* [What you need to do]: Comb through the entries for "below" and pull out each line that holds it.
● ● ● ● ● ● ●
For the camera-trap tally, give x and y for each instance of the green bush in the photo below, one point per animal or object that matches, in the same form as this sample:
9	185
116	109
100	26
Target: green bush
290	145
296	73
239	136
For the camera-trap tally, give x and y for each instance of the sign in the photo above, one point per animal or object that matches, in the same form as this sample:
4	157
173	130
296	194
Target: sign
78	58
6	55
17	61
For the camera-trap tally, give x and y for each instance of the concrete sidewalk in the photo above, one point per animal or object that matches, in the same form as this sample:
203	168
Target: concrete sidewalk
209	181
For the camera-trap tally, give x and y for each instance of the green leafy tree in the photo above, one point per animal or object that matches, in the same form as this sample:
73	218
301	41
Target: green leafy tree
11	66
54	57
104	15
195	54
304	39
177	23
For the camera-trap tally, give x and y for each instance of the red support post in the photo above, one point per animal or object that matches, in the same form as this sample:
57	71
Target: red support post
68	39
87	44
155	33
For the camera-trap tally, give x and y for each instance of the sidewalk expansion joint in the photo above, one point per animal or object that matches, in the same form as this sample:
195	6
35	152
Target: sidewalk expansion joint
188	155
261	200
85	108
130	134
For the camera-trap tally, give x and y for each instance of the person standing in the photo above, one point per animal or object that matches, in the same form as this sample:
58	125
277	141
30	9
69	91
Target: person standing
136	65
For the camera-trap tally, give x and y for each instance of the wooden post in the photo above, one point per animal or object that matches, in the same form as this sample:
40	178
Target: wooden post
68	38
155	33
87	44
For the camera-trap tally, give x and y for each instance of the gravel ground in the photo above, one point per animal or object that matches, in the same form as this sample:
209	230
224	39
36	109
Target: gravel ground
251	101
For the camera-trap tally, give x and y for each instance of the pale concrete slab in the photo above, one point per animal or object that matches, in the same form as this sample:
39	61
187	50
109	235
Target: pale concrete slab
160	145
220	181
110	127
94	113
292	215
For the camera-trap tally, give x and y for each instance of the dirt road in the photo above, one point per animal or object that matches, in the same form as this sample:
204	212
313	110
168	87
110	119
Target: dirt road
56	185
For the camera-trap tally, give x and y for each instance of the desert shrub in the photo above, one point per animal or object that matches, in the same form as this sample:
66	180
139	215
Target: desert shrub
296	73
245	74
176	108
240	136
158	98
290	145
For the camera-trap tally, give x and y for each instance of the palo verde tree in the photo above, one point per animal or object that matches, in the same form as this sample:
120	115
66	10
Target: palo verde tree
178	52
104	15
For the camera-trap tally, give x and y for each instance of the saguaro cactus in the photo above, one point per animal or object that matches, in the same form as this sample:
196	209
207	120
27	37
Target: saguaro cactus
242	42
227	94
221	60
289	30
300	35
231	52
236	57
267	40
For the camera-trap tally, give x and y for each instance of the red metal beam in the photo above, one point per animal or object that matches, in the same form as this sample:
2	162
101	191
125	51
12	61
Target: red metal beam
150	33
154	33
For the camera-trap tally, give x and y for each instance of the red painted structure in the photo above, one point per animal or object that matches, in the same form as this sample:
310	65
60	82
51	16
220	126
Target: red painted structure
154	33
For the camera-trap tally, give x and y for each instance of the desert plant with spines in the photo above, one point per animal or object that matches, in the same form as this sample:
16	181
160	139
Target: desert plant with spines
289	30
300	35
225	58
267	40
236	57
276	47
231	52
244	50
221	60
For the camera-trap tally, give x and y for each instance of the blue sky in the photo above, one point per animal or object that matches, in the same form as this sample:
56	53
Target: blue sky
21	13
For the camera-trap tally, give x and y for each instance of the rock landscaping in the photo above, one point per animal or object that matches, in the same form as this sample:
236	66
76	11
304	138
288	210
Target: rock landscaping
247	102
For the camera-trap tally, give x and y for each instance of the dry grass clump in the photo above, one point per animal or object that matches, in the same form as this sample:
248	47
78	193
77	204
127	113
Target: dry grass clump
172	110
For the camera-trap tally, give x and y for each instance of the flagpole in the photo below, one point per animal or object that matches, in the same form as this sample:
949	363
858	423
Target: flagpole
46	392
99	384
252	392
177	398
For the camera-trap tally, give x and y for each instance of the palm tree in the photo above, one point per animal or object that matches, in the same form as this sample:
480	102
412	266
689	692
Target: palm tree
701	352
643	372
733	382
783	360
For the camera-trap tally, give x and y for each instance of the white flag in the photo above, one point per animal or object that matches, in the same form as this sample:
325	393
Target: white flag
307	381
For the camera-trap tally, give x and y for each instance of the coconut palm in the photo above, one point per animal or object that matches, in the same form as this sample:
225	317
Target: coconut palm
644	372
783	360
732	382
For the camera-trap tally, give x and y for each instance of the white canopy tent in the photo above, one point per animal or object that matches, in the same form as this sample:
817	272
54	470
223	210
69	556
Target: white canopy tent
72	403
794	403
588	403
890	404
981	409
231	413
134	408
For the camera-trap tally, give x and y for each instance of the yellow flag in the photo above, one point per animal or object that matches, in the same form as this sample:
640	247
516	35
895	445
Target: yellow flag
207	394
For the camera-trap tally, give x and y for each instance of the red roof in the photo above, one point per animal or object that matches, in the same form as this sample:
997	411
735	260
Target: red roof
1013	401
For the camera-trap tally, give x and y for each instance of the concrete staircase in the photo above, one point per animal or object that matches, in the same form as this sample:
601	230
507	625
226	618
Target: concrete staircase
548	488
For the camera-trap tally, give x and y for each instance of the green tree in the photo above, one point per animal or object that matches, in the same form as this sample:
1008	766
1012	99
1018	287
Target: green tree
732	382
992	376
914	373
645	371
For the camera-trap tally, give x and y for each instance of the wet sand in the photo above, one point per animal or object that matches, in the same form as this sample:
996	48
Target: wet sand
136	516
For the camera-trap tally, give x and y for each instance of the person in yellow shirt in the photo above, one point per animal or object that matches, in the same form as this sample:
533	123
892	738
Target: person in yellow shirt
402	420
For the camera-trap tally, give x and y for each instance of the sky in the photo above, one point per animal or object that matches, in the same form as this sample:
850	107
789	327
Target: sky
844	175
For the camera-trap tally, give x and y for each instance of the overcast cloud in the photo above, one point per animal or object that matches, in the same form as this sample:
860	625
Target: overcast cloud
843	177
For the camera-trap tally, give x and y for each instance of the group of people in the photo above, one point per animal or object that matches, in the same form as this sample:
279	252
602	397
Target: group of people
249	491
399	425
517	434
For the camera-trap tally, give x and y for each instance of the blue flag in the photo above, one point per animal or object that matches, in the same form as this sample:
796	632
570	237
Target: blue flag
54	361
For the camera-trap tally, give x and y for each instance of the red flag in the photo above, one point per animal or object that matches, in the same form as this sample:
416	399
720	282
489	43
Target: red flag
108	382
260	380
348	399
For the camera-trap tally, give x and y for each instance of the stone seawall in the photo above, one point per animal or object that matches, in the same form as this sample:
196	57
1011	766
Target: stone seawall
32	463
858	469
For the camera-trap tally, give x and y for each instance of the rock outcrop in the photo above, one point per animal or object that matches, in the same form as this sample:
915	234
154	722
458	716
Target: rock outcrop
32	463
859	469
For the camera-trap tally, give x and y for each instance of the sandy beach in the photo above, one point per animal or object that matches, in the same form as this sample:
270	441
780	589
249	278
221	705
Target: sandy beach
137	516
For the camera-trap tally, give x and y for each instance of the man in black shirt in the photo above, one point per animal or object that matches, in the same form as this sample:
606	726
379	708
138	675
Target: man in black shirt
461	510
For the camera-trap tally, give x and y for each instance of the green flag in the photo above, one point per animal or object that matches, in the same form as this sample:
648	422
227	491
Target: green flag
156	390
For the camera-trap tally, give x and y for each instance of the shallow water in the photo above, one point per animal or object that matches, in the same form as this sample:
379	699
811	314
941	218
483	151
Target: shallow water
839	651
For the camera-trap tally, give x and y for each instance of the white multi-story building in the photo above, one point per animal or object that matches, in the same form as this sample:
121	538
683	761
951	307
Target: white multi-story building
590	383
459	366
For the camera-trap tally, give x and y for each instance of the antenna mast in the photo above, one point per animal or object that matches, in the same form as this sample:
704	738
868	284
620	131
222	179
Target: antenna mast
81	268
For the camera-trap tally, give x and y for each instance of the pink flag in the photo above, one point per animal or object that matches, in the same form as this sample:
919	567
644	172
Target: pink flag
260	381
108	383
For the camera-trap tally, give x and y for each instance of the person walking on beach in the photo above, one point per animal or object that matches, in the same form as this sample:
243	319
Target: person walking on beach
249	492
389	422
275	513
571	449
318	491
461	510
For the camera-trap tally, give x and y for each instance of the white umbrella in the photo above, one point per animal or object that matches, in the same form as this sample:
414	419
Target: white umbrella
● ● ● ● ● ● ●
* [Output of the exercise]:
For the camera-trap tally, give x and y for each instance of the green bush in the photo below, one point per animal or object that matches, in the same form as this sample:
For the camera-trap tally, give x and y for each instance of the flagpole in the photo below, one point per animal or object that matches, in the same form as this sample:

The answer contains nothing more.